» Work to complete:
#1 In the passage about Evan, what did Evan want Corb to be able to do once he was a bachelor?
#2 Turn the paragraph beginning "Evan considered it part of her job" in the passage about Evan into a list, keeping its main facts.
#3 Please reproduce the passage about Evan word for word, from "Finally, the daughters" up to and including "iron a shirt.".

» Provided passage:
____________
Once inside, Evan pushed her way—and mine—to the refreshment table. “This is Theo,” she said to everyone she didn't know, “and I'm Evan. We hurried so much getting here, now I'm HOT.” She fanned her face with a napkin and proceeded to tell everyone that when summer rolls around, all she wears is a shift and panties. “I don't wear no bra! And no deodorant either, I'm allergic—”

I squirmed away to find Betsy and Mrs. Cramer. They were socializing with several other mother-daughter pairs, the mothers laughing in bell-like tones, daughters at their sides looking dutiful and solemn. I stood there not sure what to do, then weaved my way back through the perfumed crowd. “I think of her as my own,” Evan was saying, while ladies nodded sympathetically—oh God, not again. I turned to leave, but felt Evan's work-worn hand on my shoulder. “Have you met Mrs. Cartwright?”

“How do you do?” I said. Evan beamed, her hot pink lips swelling into a smile. I loved her. I really did in my own squeamish way, and I needed someone to be proud of me, even if it was Evan.

Finally, the daughters were separating from their mothers and going outside. I joined them.

Evan considered it part of her job to educate me in matters of housework. I stripped beds, emptied wastebaskets, dusted, polished furniture and silverware and copper-bottomed saucepans; I cleaned grout with a toothbrush, scraped wax off the floors, washed windows, reorganized closets, sewed on name tags and buttons, planned menus, cooked dinner, ran the vacuum cleaner, ironed my father's shirts.

Corb ironed too, but for different reasons. Evan wanted him to be able to take care of himself when he was a bachelor someday, that is, before he got married and his wife took care of these things for him, so Corb learned how to make an omelet, hamburgers, and stew, how to sew on a button and how to iron a shirt.
____________
» Data rows:

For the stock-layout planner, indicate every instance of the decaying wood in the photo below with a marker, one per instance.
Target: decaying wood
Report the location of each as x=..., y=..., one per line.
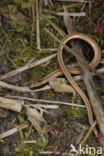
x=54, y=25
x=81, y=60
x=21, y=89
x=37, y=25
x=27, y=66
x=86, y=137
x=45, y=101
x=63, y=13
x=73, y=1
x=90, y=86
x=11, y=104
x=13, y=130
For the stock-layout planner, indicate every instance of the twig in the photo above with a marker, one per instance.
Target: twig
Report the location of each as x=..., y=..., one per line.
x=11, y=104
x=48, y=49
x=73, y=1
x=37, y=25
x=13, y=130
x=68, y=6
x=76, y=55
x=63, y=13
x=44, y=106
x=33, y=24
x=87, y=136
x=56, y=153
x=46, y=101
x=26, y=67
x=80, y=136
x=30, y=142
x=21, y=89
x=83, y=7
x=54, y=25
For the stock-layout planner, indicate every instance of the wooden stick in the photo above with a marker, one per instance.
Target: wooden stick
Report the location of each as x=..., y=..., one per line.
x=54, y=25
x=27, y=66
x=46, y=101
x=13, y=130
x=89, y=83
x=37, y=25
x=63, y=13
x=73, y=1
x=21, y=89
x=11, y=104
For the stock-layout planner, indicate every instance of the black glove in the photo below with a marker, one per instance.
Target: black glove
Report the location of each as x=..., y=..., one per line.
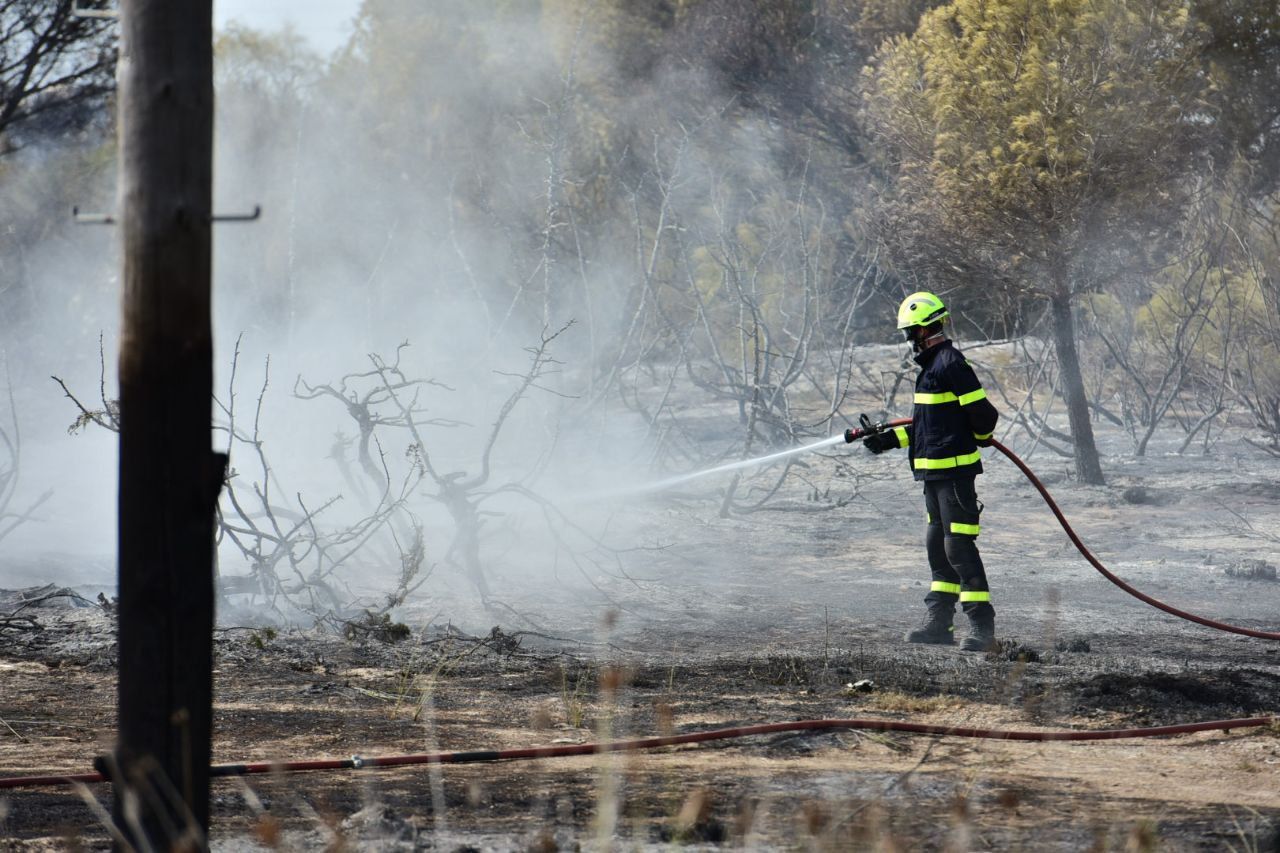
x=881, y=442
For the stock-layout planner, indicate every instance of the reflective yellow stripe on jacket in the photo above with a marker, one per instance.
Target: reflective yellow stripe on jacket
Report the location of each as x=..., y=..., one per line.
x=951, y=461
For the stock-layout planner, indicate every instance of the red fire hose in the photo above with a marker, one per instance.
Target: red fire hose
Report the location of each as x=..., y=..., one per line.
x=357, y=762
x=854, y=434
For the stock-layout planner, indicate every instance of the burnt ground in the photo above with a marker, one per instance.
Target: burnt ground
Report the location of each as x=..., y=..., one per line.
x=760, y=617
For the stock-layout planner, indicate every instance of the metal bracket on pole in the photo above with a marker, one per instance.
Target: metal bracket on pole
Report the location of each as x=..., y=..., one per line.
x=81, y=12
x=248, y=217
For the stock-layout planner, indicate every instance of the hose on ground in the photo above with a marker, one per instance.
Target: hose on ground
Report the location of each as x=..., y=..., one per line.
x=868, y=428
x=565, y=751
x=1111, y=576
x=772, y=728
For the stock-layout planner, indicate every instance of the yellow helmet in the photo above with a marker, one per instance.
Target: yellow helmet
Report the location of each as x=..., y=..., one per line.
x=920, y=309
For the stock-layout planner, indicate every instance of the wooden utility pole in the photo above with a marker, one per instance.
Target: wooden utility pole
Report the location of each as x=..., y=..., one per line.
x=169, y=475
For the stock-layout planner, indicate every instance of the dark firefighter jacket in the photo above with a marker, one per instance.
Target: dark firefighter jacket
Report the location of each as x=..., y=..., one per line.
x=951, y=416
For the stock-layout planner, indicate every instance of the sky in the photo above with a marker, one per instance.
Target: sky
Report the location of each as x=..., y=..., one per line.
x=325, y=23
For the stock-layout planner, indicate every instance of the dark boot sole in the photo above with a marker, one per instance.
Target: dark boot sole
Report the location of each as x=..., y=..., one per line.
x=929, y=641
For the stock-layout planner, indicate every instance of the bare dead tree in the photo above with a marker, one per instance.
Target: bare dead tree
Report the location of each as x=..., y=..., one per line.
x=365, y=397
x=55, y=67
x=10, y=470
x=462, y=495
x=1156, y=355
x=297, y=560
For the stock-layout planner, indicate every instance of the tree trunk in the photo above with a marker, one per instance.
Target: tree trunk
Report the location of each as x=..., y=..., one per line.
x=169, y=475
x=1087, y=465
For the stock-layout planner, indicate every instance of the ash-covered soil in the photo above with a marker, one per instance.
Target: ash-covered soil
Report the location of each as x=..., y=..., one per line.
x=794, y=611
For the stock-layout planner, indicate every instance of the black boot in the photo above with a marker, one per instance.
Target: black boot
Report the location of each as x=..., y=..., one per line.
x=937, y=629
x=982, y=632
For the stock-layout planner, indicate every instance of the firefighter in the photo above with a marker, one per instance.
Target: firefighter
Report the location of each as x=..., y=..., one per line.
x=950, y=422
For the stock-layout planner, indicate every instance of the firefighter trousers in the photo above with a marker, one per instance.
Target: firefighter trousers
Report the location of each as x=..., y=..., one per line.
x=952, y=512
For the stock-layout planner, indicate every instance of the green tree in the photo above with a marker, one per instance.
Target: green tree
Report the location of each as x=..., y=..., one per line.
x=1038, y=147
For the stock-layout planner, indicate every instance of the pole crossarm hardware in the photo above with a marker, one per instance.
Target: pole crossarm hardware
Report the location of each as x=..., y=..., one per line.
x=81, y=12
x=109, y=219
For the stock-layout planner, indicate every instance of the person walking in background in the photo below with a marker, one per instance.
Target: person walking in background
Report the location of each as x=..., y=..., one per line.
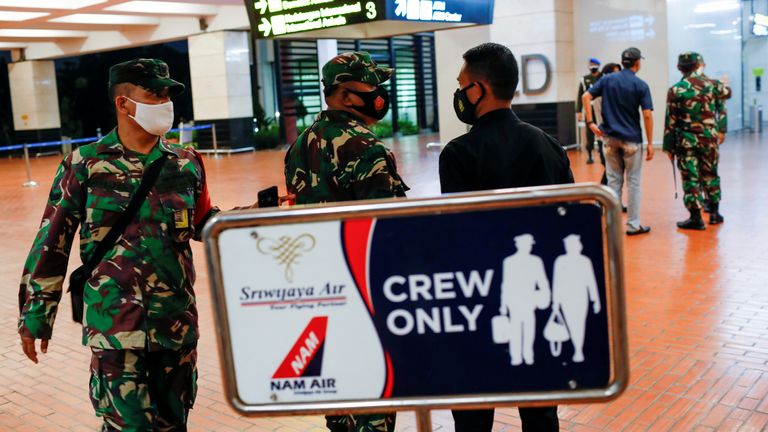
x=140, y=318
x=624, y=95
x=597, y=109
x=500, y=151
x=339, y=158
x=587, y=81
x=723, y=93
x=692, y=135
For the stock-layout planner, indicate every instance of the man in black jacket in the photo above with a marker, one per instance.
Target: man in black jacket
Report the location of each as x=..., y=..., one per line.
x=500, y=151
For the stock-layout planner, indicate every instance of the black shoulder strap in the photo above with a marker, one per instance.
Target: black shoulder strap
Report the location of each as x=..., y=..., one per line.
x=108, y=242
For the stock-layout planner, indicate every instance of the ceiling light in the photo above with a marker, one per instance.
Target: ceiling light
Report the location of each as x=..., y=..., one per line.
x=39, y=33
x=107, y=19
x=163, y=7
x=50, y=4
x=20, y=16
x=723, y=32
x=719, y=6
x=12, y=45
x=703, y=25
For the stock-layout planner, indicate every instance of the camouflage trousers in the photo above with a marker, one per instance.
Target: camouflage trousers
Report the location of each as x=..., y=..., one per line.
x=698, y=169
x=138, y=390
x=361, y=423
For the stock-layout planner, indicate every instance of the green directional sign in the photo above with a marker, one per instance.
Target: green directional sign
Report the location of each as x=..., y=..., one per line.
x=273, y=18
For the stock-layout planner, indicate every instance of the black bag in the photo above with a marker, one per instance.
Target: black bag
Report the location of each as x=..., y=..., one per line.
x=80, y=276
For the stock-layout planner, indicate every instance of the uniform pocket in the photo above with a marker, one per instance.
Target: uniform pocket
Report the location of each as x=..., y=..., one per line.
x=102, y=209
x=97, y=389
x=179, y=215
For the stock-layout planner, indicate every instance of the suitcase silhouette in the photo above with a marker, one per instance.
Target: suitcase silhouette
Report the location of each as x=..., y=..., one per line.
x=500, y=328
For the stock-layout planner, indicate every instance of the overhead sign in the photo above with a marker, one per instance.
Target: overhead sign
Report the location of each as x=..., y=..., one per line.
x=419, y=302
x=276, y=18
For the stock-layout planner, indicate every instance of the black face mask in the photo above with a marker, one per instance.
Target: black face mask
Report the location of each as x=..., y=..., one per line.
x=376, y=102
x=465, y=110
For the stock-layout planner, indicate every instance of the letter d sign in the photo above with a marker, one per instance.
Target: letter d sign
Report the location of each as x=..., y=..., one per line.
x=524, y=62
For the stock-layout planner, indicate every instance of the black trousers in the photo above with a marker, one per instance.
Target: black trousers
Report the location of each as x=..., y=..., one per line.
x=534, y=420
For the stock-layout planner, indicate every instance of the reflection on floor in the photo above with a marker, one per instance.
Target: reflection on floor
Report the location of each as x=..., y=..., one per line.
x=697, y=306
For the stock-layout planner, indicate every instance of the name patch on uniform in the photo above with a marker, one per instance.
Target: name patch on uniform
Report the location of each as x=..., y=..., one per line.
x=181, y=218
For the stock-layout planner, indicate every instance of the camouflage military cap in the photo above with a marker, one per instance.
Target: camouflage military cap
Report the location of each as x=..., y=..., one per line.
x=354, y=66
x=689, y=58
x=150, y=74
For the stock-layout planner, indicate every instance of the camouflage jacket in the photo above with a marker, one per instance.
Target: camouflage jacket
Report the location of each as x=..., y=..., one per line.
x=723, y=93
x=339, y=159
x=695, y=113
x=140, y=295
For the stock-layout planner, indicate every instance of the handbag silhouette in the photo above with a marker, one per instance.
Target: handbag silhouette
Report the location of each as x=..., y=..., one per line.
x=556, y=331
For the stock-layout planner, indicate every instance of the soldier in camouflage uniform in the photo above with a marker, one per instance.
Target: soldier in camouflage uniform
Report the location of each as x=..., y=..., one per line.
x=339, y=158
x=586, y=83
x=692, y=133
x=140, y=317
x=721, y=111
____________
» Responses for each task:
#1 Take care of himself.

#2
Evan saw teaching the narrator housework as part of her job. The chores included:
- stripping beds and emptying wastebaskets
- dusting and polishing furniture, silverware, and copper-bottomed saucepans
- cleaning grout with a toothbrush and scraping wax off the floors
- washing windows and reorganizing closets
- sewing on name tags and buttons
- planning menus and cooking dinner
- running the vacuum cleaner
- ironing the narrator's father's shirts

#3
Finally, the daughters were separating from their mothers and going outside. I joined them.

Evan considered it part of her job to educate me in matters of housework. I stripped beds, emptied wastebaskets, dusted, polished furniture and silverware and copper-bottomed saucepans; I cleaned grout with a toothbrush, scraped wax off the floors, washed windows, reorganized closets, sewed on name tags and buttons, planned menus, cooked dinner, ran the vacuum cleaner, ironed my father's shirts.

Corb ironed too, but for different reasons. Evan wanted him to be able to take care of himself when he was a bachelor someday, that is, before he got married and his wife took care of these things for him, so Corb learned how to make an omelet, hamburgers, and stew, how to sew on a button and how to iron a shirt.